Entries taken from a collection

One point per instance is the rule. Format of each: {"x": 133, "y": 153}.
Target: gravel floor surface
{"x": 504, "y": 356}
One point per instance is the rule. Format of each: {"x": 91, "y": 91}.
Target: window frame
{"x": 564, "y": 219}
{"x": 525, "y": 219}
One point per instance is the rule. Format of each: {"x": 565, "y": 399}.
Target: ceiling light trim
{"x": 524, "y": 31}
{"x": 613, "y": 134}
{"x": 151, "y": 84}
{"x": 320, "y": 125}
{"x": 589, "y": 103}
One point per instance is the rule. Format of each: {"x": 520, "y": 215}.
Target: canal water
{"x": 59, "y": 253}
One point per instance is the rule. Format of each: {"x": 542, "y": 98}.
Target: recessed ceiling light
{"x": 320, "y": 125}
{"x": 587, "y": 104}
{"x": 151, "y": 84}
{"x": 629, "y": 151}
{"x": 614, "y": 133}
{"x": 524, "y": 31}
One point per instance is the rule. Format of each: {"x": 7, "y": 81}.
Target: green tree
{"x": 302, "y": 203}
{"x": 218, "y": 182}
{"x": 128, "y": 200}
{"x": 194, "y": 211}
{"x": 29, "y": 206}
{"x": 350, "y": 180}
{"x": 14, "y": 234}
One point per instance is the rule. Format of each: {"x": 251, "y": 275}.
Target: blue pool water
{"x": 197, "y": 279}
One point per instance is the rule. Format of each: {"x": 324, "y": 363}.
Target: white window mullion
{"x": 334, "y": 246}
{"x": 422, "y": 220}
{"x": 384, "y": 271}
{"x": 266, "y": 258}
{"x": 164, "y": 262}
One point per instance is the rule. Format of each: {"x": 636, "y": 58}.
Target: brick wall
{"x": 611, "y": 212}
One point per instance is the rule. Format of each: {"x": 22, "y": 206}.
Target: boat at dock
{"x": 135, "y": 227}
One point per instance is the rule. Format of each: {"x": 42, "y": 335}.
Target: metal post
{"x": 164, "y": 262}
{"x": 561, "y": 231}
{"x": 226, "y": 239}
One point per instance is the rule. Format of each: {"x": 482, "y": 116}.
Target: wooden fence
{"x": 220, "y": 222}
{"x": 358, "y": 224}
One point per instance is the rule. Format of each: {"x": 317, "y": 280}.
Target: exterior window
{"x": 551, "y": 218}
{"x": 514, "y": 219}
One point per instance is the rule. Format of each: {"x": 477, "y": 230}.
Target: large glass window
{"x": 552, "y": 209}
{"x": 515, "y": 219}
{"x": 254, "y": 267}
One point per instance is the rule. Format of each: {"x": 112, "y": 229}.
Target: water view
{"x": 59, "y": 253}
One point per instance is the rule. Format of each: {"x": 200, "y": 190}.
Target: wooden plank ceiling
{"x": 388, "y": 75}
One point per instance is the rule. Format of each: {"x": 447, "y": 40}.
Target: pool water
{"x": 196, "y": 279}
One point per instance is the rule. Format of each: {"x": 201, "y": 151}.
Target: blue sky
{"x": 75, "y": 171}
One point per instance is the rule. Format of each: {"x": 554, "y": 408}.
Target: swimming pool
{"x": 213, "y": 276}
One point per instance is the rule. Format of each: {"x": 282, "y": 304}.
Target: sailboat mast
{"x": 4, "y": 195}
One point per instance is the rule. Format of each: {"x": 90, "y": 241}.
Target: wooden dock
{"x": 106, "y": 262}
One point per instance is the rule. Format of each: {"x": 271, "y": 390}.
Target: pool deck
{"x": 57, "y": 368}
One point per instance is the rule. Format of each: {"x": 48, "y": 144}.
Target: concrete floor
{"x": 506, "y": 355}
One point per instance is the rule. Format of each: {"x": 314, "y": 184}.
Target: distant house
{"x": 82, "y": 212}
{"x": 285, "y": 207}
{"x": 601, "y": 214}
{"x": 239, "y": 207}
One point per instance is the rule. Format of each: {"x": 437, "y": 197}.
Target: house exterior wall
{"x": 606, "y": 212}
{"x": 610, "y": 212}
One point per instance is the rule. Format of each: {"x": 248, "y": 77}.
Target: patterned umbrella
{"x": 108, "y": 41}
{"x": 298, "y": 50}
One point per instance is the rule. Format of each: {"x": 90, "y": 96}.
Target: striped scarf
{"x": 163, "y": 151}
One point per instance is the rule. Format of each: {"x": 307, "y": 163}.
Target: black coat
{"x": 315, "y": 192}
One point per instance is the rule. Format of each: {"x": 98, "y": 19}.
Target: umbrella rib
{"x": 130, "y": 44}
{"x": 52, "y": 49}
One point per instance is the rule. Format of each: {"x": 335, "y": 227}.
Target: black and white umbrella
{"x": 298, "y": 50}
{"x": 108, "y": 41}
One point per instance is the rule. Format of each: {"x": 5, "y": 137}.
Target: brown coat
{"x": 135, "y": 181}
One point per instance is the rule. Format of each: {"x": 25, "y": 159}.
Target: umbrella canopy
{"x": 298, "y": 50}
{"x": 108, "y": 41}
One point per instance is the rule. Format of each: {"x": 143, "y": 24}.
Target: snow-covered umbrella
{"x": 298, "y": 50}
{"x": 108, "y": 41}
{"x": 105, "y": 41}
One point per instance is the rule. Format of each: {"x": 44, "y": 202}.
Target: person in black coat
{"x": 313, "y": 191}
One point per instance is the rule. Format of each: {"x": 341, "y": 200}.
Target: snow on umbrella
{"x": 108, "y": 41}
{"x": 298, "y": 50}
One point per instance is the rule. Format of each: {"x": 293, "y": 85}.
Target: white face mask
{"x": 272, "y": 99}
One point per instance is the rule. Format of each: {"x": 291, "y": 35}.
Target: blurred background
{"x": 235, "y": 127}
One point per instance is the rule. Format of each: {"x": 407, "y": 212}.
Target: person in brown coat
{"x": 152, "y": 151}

Given instruction -> Go through the entries and repeat each one exactly.

Reply to the task ->
One point per instance is the rule. Format of each: {"x": 133, "y": 153}.
Target: gravel floor surface
{"x": 504, "y": 356}
One point per instance is the rule. Format of each: {"x": 91, "y": 91}.
Target: window frame
{"x": 564, "y": 219}
{"x": 525, "y": 219}
One point per instance is the rule. Format of each: {"x": 565, "y": 399}.
Target: ceiling light trim
{"x": 524, "y": 31}
{"x": 613, "y": 134}
{"x": 151, "y": 84}
{"x": 320, "y": 125}
{"x": 589, "y": 103}
One point per instance is the rule. Format of each: {"x": 520, "y": 215}.
Target: canal water
{"x": 59, "y": 253}
One point per instance is the rule. Format of each: {"x": 542, "y": 98}.
Target: recessed ceiling light
{"x": 320, "y": 125}
{"x": 587, "y": 104}
{"x": 151, "y": 84}
{"x": 629, "y": 151}
{"x": 614, "y": 133}
{"x": 524, "y": 31}
One point per instance is the rule. Format of each: {"x": 7, "y": 81}.
Target: green tree
{"x": 302, "y": 203}
{"x": 218, "y": 182}
{"x": 128, "y": 200}
{"x": 194, "y": 211}
{"x": 29, "y": 206}
{"x": 350, "y": 180}
{"x": 14, "y": 234}
One point per instance is the rule. Format of each: {"x": 251, "y": 275}.
Target: blue pool water
{"x": 197, "y": 279}
One point per instance is the rule. Format of each: {"x": 324, "y": 363}.
Target: white window mullion
{"x": 334, "y": 246}
{"x": 422, "y": 220}
{"x": 384, "y": 271}
{"x": 266, "y": 258}
{"x": 164, "y": 262}
One point per instance is the rule. Format of each: {"x": 636, "y": 58}.
Target: brick wall
{"x": 611, "y": 212}
One point per instance is the rule. Format of each: {"x": 22, "y": 206}.
Target: boat at dock
{"x": 135, "y": 227}
One point per instance is the rule. Format of each: {"x": 42, "y": 335}.
Target: metal post
{"x": 164, "y": 262}
{"x": 561, "y": 231}
{"x": 226, "y": 239}
One point per instance is the rule. Format of each: {"x": 482, "y": 116}.
Target: wooden fence
{"x": 220, "y": 222}
{"x": 358, "y": 224}
One point per instance is the rule. Format of each: {"x": 317, "y": 280}.
Target: exterior window
{"x": 551, "y": 218}
{"x": 514, "y": 219}
One point per instance is the rule. Format of each: {"x": 477, "y": 230}.
Target: large glass window
{"x": 552, "y": 209}
{"x": 515, "y": 219}
{"x": 254, "y": 267}
One point per instance is the rule. Format of each: {"x": 112, "y": 229}.
Target: water view
{"x": 59, "y": 253}
One point per instance is the rule. Format of each: {"x": 200, "y": 190}.
Target: wooden plank ceiling
{"x": 388, "y": 75}
One point per instance is the rule. Format of each: {"x": 447, "y": 40}.
Target: pool water
{"x": 196, "y": 279}
One point per instance is the rule. Format of each: {"x": 201, "y": 151}.
Target: blue sky
{"x": 75, "y": 171}
One point per instance is the rule. Format of each: {"x": 554, "y": 408}.
Target: swimming pool
{"x": 213, "y": 276}
One point per instance is the rule. Format of each: {"x": 282, "y": 304}.
Target: sailboat mast
{"x": 4, "y": 195}
One point per instance is the rule. Format of each: {"x": 90, "y": 241}.
Target: wooden dock
{"x": 106, "y": 262}
One point per instance is the rule. Format of each: {"x": 271, "y": 390}.
Target: pool deck
{"x": 57, "y": 368}
One point per instance is the rule. Format of each: {"x": 48, "y": 144}.
Target: concrete floor
{"x": 506, "y": 355}
One point per instance is the rule. Format of each: {"x": 314, "y": 184}.
Target: distant house
{"x": 82, "y": 212}
{"x": 285, "y": 207}
{"x": 601, "y": 214}
{"x": 239, "y": 207}
One point per instance is the rule. Format of each: {"x": 437, "y": 197}.
Target: house exterior wall
{"x": 606, "y": 212}
{"x": 610, "y": 212}
One point per instance is the rule. Format of each: {"x": 248, "y": 77}.
Target: patterned umbrella
{"x": 108, "y": 41}
{"x": 298, "y": 50}
One point per instance is the rule. Format of each: {"x": 90, "y": 96}.
Target: striped scarf
{"x": 163, "y": 151}
One point per instance is the rule. Format of each: {"x": 307, "y": 163}.
Target: black coat
{"x": 315, "y": 192}
One point per instance is the rule. Format of each: {"x": 98, "y": 19}.
Target: umbrella rib
{"x": 130, "y": 44}
{"x": 52, "y": 49}
One point per instance is the rule. Format of each: {"x": 335, "y": 227}.
Target: black and white umbrella
{"x": 298, "y": 50}
{"x": 108, "y": 41}
One point per instance is the rule. Format of each: {"x": 5, "y": 137}.
Target: brown coat
{"x": 135, "y": 181}
One point per instance is the rule. Format of each: {"x": 25, "y": 159}.
Target: umbrella canopy
{"x": 298, "y": 50}
{"x": 108, "y": 41}
One point per instance is the rule. Format of each: {"x": 143, "y": 24}.
Target: snow-covered umbrella
{"x": 298, "y": 50}
{"x": 108, "y": 41}
{"x": 105, "y": 41}
One point per instance is the rule. Format of each: {"x": 44, "y": 202}.
Target: person in black coat
{"x": 313, "y": 191}
One point per instance is the rule. Format of each: {"x": 341, "y": 200}.
Target: snow on umbrella
{"x": 108, "y": 41}
{"x": 298, "y": 50}
One point per instance is the rule. Format of each: {"x": 293, "y": 85}.
Target: white face mask
{"x": 272, "y": 99}
One point per instance is the rule. Format of each: {"x": 291, "y": 35}.
Target: blurred background
{"x": 235, "y": 127}
One point per instance is the rule. Format of each: {"x": 407, "y": 212}.
Target: person in brown coat
{"x": 152, "y": 151}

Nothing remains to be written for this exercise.